Problem to solve
Retype the rows below word for word, beginning at the line that contains "Our client would like the bounding box for the highway" and continuing through the line that contains "99,87,157,165", including both of those lines. Leave out the pictures.

-- Start --

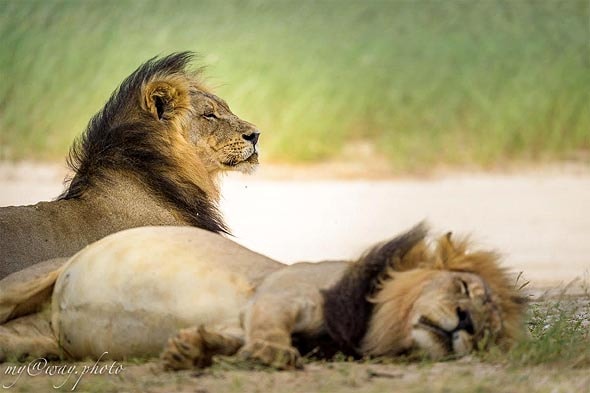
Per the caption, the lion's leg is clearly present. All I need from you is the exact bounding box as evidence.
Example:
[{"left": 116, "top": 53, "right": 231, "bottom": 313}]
[
  {"left": 161, "top": 326, "right": 244, "bottom": 370},
  {"left": 239, "top": 297, "right": 302, "bottom": 369},
  {"left": 0, "top": 312, "right": 61, "bottom": 362}
]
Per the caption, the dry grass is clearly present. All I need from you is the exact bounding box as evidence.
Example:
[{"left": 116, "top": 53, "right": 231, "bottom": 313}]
[{"left": 0, "top": 286, "right": 590, "bottom": 393}]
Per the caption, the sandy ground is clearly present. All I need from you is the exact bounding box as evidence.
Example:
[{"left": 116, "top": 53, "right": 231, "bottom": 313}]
[
  {"left": 0, "top": 159, "right": 590, "bottom": 286},
  {"left": 0, "top": 163, "right": 590, "bottom": 393},
  {"left": 0, "top": 357, "right": 590, "bottom": 393}
]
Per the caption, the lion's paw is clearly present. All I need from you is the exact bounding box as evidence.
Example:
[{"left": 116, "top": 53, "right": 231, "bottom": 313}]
[
  {"left": 239, "top": 339, "right": 303, "bottom": 370},
  {"left": 160, "top": 327, "right": 213, "bottom": 370}
]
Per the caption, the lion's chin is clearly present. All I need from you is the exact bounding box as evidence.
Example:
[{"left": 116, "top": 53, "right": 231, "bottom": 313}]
[{"left": 222, "top": 152, "right": 259, "bottom": 174}]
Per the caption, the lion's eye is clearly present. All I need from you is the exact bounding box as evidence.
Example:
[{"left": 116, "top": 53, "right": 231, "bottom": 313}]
[{"left": 459, "top": 280, "right": 469, "bottom": 296}]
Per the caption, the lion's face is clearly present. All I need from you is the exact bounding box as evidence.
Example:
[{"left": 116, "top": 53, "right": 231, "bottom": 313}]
[
  {"left": 361, "top": 261, "right": 525, "bottom": 359},
  {"left": 409, "top": 271, "right": 502, "bottom": 359},
  {"left": 189, "top": 89, "right": 260, "bottom": 173}
]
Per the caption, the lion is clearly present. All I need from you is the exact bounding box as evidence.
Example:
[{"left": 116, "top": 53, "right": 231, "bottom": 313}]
[
  {"left": 0, "top": 52, "right": 260, "bottom": 278},
  {"left": 0, "top": 224, "right": 526, "bottom": 370}
]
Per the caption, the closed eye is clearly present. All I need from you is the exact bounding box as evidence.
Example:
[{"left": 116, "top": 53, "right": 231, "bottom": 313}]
[{"left": 459, "top": 280, "right": 471, "bottom": 296}]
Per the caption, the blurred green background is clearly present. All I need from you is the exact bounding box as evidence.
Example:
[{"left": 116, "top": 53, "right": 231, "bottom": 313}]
[{"left": 0, "top": 0, "right": 590, "bottom": 171}]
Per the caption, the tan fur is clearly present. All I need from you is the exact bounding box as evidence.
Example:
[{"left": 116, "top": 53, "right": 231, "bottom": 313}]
[
  {"left": 0, "top": 53, "right": 258, "bottom": 279},
  {"left": 0, "top": 227, "right": 526, "bottom": 369},
  {"left": 362, "top": 234, "right": 526, "bottom": 357}
]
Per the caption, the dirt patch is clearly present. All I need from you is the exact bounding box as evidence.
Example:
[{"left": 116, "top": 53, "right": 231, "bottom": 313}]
[
  {"left": 0, "top": 163, "right": 590, "bottom": 286},
  {"left": 0, "top": 357, "right": 590, "bottom": 393}
]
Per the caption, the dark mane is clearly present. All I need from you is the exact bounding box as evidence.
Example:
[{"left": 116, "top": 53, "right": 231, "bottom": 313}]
[
  {"left": 323, "top": 222, "right": 428, "bottom": 355},
  {"left": 58, "top": 52, "right": 228, "bottom": 233}
]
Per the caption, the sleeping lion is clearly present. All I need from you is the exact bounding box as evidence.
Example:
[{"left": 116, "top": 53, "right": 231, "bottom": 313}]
[
  {"left": 0, "top": 52, "right": 259, "bottom": 278},
  {"left": 0, "top": 224, "right": 526, "bottom": 370}
]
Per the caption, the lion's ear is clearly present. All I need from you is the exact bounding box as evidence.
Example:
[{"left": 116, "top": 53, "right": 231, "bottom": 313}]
[{"left": 143, "top": 81, "right": 184, "bottom": 120}]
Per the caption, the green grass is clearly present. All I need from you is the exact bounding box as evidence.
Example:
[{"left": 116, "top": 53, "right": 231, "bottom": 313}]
[
  {"left": 0, "top": 0, "right": 590, "bottom": 170},
  {"left": 480, "top": 290, "right": 590, "bottom": 369}
]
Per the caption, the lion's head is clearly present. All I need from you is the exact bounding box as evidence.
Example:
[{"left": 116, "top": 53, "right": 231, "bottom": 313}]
[
  {"left": 60, "top": 52, "right": 260, "bottom": 232},
  {"left": 325, "top": 220, "right": 526, "bottom": 359},
  {"left": 136, "top": 53, "right": 260, "bottom": 172}
]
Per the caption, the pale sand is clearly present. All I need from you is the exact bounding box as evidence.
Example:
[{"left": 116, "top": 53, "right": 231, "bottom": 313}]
[{"left": 0, "top": 163, "right": 590, "bottom": 286}]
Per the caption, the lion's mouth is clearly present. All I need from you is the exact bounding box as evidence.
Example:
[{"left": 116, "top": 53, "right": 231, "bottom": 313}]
[
  {"left": 417, "top": 316, "right": 453, "bottom": 352},
  {"left": 223, "top": 152, "right": 258, "bottom": 167}
]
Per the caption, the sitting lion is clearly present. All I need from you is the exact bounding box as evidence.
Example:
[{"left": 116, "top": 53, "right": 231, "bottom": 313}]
[
  {"left": 0, "top": 52, "right": 259, "bottom": 278},
  {"left": 0, "top": 225, "right": 526, "bottom": 369}
]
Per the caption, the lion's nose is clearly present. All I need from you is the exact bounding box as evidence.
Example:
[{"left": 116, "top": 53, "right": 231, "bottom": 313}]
[
  {"left": 242, "top": 131, "right": 260, "bottom": 145},
  {"left": 455, "top": 307, "right": 475, "bottom": 334}
]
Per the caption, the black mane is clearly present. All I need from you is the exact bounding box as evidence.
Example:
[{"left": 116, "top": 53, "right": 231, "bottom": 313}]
[
  {"left": 323, "top": 223, "right": 428, "bottom": 355},
  {"left": 58, "top": 52, "right": 228, "bottom": 233}
]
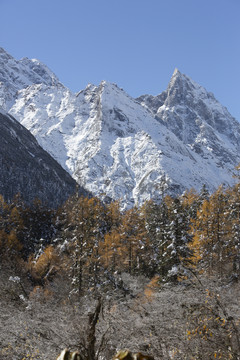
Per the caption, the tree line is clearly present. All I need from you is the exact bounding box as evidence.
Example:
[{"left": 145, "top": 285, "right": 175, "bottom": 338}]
[{"left": 0, "top": 177, "right": 240, "bottom": 295}]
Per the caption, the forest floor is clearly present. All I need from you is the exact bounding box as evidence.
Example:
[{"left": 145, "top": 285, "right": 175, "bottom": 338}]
[{"left": 0, "top": 265, "right": 240, "bottom": 360}]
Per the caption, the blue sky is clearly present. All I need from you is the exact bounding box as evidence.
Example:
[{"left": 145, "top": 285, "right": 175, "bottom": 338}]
[{"left": 0, "top": 0, "right": 240, "bottom": 121}]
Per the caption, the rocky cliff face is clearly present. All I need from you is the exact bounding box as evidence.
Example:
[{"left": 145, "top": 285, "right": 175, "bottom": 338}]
[
  {"left": 0, "top": 49, "right": 240, "bottom": 210},
  {"left": 0, "top": 111, "right": 86, "bottom": 207}
]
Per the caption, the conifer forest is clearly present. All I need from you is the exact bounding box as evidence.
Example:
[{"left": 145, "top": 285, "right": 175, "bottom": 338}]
[{"left": 0, "top": 179, "right": 240, "bottom": 360}]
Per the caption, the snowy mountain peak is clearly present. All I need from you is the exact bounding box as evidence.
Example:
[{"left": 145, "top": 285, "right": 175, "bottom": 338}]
[
  {"left": 0, "top": 48, "right": 240, "bottom": 207},
  {"left": 0, "top": 48, "right": 63, "bottom": 110}
]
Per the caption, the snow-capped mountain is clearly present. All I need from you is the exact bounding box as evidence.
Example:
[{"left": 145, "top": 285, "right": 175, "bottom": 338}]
[
  {"left": 0, "top": 47, "right": 62, "bottom": 110},
  {"left": 0, "top": 47, "right": 240, "bottom": 206},
  {"left": 0, "top": 110, "right": 86, "bottom": 207}
]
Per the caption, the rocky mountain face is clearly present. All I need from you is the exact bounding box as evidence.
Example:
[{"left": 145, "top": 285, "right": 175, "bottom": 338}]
[
  {"left": 0, "top": 50, "right": 240, "bottom": 207},
  {"left": 0, "top": 110, "right": 85, "bottom": 207}
]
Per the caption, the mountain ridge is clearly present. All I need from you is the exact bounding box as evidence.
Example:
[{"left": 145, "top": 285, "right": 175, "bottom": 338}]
[{"left": 0, "top": 49, "right": 240, "bottom": 207}]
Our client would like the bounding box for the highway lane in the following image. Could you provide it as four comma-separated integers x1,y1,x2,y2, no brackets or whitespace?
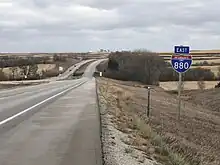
0,60,105,165
0,59,94,85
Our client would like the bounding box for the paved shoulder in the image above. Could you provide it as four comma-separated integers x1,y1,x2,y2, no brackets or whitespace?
0,79,101,165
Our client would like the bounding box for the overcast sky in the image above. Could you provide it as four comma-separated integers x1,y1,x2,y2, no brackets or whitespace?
0,0,220,52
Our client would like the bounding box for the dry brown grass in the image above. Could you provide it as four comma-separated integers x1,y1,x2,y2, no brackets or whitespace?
99,78,220,165
160,81,218,91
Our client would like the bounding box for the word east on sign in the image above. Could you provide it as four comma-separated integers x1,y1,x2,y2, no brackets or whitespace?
171,46,192,73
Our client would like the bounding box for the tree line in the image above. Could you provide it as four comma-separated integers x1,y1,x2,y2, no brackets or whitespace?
97,50,220,85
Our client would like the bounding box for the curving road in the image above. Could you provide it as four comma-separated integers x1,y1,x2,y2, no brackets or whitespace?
0,60,103,165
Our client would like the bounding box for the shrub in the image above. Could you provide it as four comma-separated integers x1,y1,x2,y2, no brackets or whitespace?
104,50,166,84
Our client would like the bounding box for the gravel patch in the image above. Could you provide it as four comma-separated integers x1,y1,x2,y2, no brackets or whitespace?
99,87,157,165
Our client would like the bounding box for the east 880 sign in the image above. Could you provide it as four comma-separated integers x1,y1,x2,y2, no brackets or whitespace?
171,55,192,73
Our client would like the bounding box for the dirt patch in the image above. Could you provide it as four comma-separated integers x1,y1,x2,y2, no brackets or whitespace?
160,81,219,91
73,61,94,77
98,78,220,165
0,82,48,90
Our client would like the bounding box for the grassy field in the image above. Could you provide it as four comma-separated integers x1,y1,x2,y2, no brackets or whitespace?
3,64,56,76
160,81,218,91
98,78,220,165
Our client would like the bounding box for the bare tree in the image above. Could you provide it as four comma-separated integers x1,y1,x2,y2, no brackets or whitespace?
197,78,205,90
28,64,38,77
10,67,18,80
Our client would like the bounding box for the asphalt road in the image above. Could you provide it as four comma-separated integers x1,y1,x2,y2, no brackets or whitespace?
0,59,94,84
0,60,105,165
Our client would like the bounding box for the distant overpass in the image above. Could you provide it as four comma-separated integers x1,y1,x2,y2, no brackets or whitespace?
159,50,220,56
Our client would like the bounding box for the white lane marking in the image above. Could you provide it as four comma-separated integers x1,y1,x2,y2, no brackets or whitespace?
0,81,86,126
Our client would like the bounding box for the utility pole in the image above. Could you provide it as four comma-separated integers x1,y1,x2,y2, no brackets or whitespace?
147,87,150,117
178,73,182,121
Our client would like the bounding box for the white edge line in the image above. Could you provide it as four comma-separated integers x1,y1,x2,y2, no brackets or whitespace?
0,81,86,126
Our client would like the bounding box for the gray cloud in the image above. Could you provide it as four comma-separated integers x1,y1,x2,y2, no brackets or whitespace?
0,0,220,52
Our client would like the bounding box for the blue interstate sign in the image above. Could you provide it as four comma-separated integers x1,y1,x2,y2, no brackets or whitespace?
171,55,192,73
174,46,190,54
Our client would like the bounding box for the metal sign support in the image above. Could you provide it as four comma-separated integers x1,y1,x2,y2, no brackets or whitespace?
178,73,182,121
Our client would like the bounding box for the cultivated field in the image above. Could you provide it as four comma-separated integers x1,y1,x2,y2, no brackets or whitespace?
3,64,56,76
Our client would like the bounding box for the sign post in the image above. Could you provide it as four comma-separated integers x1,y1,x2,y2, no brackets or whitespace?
171,46,192,120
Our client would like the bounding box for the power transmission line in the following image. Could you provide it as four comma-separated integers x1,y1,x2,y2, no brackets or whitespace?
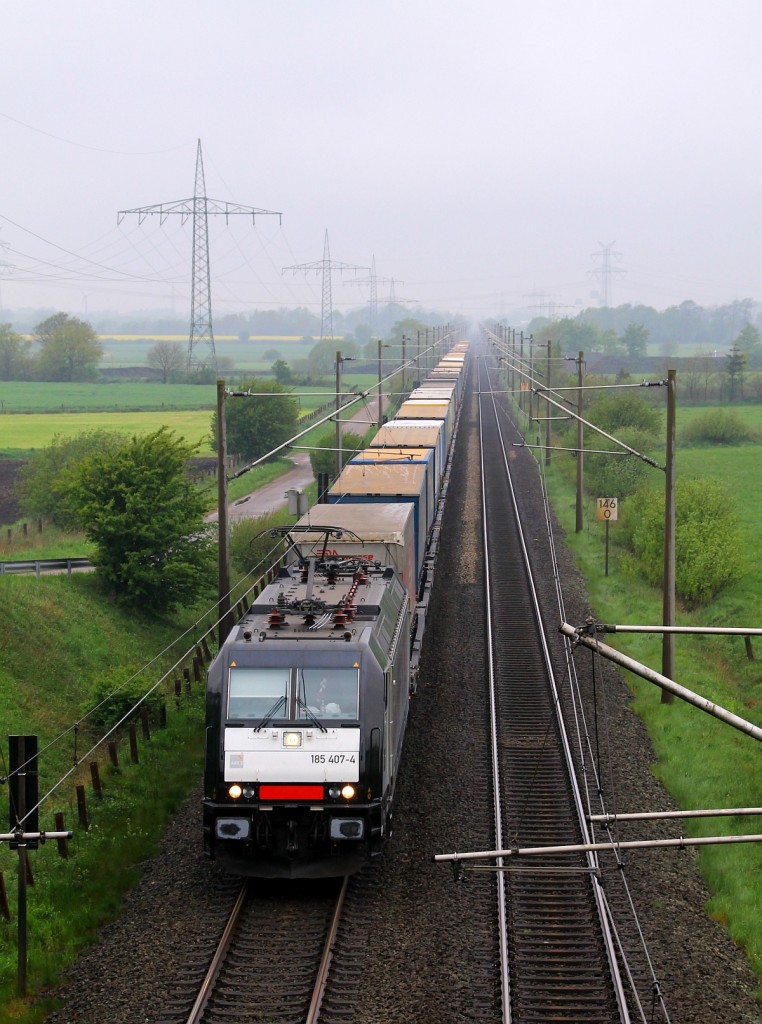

-- End --

Task response
Our client would like the bounding box for the highway lane in the following image. Could you provide it as four comma-separated integers x1,y1,x2,y2, no brackets or whitespace?
0,60,105,165
0,59,94,85
Our client would like the bounding box for the paved shoulder in the image above. Could you provide it as four comma-separated integers x1,y1,x2,y2, no brackets or whitespace?
0,79,101,165
Our client would like the bounding box for the overcast sky in the image above. Could you provide it as four comma-separated integers x1,y1,x2,y2, no brackets or whitespace?
0,0,220,52
Our client would like the bounding box for the dry brown grass in the image above. Could you provide it as four comma-separated integers x1,y1,x2,y2, no brackets or whitespace?
99,78,220,165
160,81,218,91
Our client would like the bounding box for the word east on sign in the image above. Could you provide it as four comma-separated integers x1,y1,x2,y2, no brackets or whitespace?
171,46,192,73
Our client would like the bounding box for the tree line in the image above. Could you provide it as four comma-separated integers x1,y1,x2,y2, no brackets or whitespace?
97,50,220,85
Our client would like the bounding box for the curving road in the image above. Could you provide it as four comma-separated integers x1,y1,x2,y2, no brackets or whitespace?
0,60,103,165
Our client would like the bounding box for the shrub in the image above. Could you provide it as four comma-separated integers x1,y1,x2,y2, no brackets or whitespace?
104,50,166,84
Our client would like the bounding box for the gravel patch in the image above. Could you provide it as four comma-separated integers x1,y1,x2,y2, no brackets or whitespace?
99,87,157,165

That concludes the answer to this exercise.